Collection entries
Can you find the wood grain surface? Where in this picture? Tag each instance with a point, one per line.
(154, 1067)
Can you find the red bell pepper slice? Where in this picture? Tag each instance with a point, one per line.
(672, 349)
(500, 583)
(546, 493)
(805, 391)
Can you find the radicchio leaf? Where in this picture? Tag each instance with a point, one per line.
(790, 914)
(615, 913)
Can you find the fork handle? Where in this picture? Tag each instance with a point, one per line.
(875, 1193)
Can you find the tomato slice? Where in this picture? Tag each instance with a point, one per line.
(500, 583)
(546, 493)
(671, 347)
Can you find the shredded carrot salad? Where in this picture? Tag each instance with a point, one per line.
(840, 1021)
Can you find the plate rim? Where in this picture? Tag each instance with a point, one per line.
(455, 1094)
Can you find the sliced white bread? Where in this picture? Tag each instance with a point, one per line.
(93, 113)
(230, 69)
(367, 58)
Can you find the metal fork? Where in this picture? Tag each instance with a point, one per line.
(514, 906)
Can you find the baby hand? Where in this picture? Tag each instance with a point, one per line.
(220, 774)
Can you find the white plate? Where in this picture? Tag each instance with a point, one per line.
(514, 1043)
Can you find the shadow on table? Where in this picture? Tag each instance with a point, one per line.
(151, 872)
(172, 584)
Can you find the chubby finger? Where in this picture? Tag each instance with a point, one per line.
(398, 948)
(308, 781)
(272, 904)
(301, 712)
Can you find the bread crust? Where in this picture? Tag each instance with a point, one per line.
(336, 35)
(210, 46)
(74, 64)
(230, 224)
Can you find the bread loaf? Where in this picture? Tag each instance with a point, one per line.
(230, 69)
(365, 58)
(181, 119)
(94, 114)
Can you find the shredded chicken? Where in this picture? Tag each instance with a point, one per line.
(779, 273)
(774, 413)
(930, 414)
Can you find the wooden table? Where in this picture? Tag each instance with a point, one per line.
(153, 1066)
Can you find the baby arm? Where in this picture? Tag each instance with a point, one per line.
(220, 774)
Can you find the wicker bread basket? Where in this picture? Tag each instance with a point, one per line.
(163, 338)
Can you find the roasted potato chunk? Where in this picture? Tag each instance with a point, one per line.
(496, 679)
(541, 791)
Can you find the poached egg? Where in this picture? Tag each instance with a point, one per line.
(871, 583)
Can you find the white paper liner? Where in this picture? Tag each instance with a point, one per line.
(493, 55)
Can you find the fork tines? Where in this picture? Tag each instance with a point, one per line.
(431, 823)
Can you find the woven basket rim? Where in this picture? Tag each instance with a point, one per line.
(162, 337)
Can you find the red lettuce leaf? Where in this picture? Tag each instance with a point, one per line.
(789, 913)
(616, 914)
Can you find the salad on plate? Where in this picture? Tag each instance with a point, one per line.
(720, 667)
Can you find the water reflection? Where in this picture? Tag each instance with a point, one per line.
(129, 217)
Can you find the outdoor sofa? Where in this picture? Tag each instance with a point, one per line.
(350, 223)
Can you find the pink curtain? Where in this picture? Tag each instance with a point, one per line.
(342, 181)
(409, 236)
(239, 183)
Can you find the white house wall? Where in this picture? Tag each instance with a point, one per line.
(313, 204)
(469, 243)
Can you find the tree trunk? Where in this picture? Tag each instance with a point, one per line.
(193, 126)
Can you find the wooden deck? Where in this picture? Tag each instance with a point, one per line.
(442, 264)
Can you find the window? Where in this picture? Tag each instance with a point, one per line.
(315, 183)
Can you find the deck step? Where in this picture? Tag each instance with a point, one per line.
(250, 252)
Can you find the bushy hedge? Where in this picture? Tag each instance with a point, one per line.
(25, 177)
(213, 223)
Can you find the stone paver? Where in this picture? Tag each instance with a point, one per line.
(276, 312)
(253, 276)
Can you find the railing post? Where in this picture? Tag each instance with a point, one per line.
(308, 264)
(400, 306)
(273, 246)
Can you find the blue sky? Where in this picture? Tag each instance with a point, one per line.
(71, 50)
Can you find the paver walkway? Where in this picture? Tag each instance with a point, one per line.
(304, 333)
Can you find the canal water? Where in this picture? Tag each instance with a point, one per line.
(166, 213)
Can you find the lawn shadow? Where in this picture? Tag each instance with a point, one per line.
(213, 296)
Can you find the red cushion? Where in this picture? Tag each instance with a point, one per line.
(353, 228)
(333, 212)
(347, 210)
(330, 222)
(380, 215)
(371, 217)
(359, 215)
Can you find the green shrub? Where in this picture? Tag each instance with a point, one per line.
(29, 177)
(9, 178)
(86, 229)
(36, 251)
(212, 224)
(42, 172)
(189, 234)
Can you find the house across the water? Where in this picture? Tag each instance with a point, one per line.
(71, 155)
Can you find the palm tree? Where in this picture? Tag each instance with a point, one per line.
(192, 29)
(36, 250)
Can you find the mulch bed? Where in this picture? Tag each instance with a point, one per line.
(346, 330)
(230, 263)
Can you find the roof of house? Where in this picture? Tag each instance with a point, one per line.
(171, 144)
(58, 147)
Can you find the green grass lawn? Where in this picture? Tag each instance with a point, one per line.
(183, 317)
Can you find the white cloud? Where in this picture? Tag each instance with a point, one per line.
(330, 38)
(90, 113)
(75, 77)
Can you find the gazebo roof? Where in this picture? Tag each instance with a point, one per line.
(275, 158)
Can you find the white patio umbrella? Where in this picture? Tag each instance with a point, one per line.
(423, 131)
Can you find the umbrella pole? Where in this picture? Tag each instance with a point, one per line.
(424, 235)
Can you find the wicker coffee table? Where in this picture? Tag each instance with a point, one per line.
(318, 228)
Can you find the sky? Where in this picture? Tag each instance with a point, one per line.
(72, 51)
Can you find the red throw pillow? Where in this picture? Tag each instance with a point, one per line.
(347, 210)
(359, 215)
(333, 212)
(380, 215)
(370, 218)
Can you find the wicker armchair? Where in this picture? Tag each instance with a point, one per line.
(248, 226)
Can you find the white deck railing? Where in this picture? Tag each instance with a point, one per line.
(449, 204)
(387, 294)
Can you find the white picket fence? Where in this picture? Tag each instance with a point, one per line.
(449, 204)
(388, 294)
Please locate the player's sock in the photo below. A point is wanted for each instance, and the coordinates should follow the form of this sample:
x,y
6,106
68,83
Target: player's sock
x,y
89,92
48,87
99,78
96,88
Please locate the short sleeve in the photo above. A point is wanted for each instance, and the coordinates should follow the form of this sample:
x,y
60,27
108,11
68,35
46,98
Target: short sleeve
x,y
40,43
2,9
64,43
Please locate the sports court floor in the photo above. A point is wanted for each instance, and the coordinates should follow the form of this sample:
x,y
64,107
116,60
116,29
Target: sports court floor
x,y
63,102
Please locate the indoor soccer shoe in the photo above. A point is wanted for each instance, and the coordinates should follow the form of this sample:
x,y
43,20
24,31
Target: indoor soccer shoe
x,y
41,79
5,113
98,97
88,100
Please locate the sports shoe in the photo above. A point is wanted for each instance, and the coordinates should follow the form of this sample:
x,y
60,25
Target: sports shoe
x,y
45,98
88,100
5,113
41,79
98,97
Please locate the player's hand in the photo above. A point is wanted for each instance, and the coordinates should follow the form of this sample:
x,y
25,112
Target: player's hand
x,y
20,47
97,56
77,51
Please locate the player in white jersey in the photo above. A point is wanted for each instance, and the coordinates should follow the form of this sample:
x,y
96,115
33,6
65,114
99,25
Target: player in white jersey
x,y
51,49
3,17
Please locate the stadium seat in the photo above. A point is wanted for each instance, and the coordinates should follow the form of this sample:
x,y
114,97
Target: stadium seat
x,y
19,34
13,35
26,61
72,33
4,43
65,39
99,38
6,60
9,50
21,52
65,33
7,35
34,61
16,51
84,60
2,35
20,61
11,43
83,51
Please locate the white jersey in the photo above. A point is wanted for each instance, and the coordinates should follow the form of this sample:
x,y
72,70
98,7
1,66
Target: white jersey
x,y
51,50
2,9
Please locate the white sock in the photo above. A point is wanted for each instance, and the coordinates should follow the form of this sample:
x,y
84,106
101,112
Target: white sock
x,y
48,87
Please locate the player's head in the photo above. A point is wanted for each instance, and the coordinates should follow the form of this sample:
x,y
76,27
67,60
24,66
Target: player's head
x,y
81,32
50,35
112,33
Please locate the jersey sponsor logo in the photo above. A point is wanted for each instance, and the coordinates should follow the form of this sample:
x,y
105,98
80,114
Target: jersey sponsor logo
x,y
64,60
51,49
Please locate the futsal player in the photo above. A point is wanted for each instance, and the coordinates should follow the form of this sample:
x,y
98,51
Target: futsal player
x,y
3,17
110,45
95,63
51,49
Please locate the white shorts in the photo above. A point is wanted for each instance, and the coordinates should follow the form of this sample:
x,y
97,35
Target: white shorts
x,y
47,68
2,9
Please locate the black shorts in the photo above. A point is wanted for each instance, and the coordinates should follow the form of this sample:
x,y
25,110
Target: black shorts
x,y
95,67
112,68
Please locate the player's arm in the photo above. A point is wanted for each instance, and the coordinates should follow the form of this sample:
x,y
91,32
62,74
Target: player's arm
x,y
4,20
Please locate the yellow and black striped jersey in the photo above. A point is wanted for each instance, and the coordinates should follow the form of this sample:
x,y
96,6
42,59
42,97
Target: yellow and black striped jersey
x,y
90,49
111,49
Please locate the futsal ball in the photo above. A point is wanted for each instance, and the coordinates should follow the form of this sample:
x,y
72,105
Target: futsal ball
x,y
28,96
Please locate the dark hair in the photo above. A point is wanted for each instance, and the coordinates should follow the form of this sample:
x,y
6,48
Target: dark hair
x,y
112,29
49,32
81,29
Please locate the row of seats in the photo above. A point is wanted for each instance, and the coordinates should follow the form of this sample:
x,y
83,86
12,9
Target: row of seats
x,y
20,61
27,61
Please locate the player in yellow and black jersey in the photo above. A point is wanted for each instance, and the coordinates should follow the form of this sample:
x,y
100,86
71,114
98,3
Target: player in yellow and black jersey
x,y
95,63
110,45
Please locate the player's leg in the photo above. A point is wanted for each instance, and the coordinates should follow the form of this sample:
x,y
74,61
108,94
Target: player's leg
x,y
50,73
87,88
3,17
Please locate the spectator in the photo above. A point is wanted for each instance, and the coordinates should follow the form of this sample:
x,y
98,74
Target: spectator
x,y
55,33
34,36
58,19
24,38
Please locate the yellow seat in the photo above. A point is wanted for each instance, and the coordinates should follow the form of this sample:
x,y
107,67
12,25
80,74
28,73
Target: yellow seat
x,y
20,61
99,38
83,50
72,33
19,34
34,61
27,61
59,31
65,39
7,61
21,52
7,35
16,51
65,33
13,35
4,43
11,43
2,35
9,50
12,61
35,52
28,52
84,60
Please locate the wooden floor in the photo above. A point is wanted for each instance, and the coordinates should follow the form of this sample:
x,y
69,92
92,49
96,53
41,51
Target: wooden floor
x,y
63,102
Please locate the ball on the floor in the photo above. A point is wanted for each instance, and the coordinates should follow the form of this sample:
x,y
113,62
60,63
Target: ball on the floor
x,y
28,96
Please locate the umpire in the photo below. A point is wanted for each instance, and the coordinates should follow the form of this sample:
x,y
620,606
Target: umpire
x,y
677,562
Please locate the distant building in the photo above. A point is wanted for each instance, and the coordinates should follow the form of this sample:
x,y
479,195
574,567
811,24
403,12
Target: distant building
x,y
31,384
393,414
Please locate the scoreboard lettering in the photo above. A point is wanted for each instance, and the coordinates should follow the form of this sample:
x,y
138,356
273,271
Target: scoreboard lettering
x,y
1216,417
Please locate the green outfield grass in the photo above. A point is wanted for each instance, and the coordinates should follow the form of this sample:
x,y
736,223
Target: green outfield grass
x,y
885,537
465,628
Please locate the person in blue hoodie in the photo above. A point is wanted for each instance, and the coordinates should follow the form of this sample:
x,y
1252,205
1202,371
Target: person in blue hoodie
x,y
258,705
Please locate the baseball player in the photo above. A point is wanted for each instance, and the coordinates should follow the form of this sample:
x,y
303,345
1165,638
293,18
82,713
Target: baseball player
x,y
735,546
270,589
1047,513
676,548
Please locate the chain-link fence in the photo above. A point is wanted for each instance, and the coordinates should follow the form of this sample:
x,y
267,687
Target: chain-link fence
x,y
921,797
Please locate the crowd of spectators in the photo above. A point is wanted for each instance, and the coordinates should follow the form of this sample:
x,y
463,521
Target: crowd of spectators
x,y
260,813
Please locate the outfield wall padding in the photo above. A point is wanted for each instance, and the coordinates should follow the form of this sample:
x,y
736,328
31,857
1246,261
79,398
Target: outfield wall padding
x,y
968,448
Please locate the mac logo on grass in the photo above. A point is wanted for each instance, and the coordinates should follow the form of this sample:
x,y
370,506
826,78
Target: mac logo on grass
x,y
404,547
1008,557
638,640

What needs to be done.
Each line of the data that includes "below" should be copied.

Task response.
Please locate the player's sock in the photo below. A point is wanted for each instance, and the coordinates should follow the form of this sample:
Please locate the umpire in the photo below. A point is wanted for each instance, and the coordinates should follow the form of this sample:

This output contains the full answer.